● Activity
Convert the data below into a JSON list of strings, one string per line, skipping any blank lines. Leave the pictures out of the list.

══ Records for the task

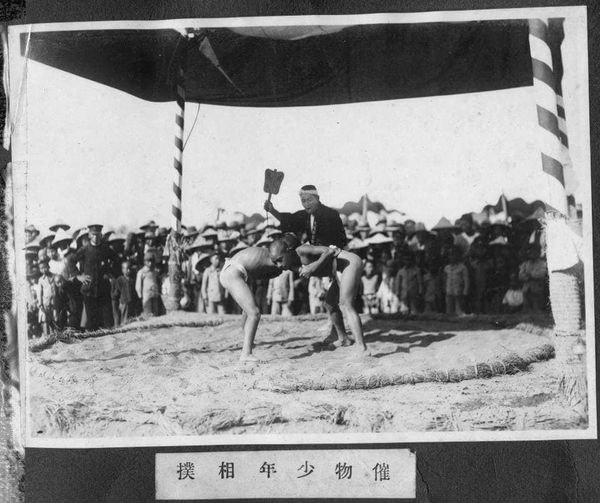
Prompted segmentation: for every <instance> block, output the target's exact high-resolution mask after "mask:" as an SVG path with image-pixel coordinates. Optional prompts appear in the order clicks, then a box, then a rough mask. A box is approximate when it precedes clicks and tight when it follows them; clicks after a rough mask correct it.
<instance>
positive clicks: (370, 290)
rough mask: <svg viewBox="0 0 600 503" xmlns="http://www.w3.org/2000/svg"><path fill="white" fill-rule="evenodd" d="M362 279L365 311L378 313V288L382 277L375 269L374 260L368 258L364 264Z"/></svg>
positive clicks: (363, 305)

════

● Exercise answer
[
  "Prompted segmentation: for every <instance> block, output the target's exact high-resolution mask after \"mask:\" as an SVG path with image-pixel coordinates. Optional prompts appear in the order clicks, then a box, then a rough mask. A box is approximate when it precedes clicks and tight when it follows them; clicks after a rough mask correct it.",
  "<instance>",
  "positive clicks: (370, 290)",
  "rough mask: <svg viewBox=\"0 0 600 503\" xmlns=\"http://www.w3.org/2000/svg\"><path fill=\"white\" fill-rule=\"evenodd\" d=\"M362 279L365 311L378 313V288L382 277L375 269L374 260L368 258L364 264Z\"/></svg>",
  "positive clicks: (363, 305)"
]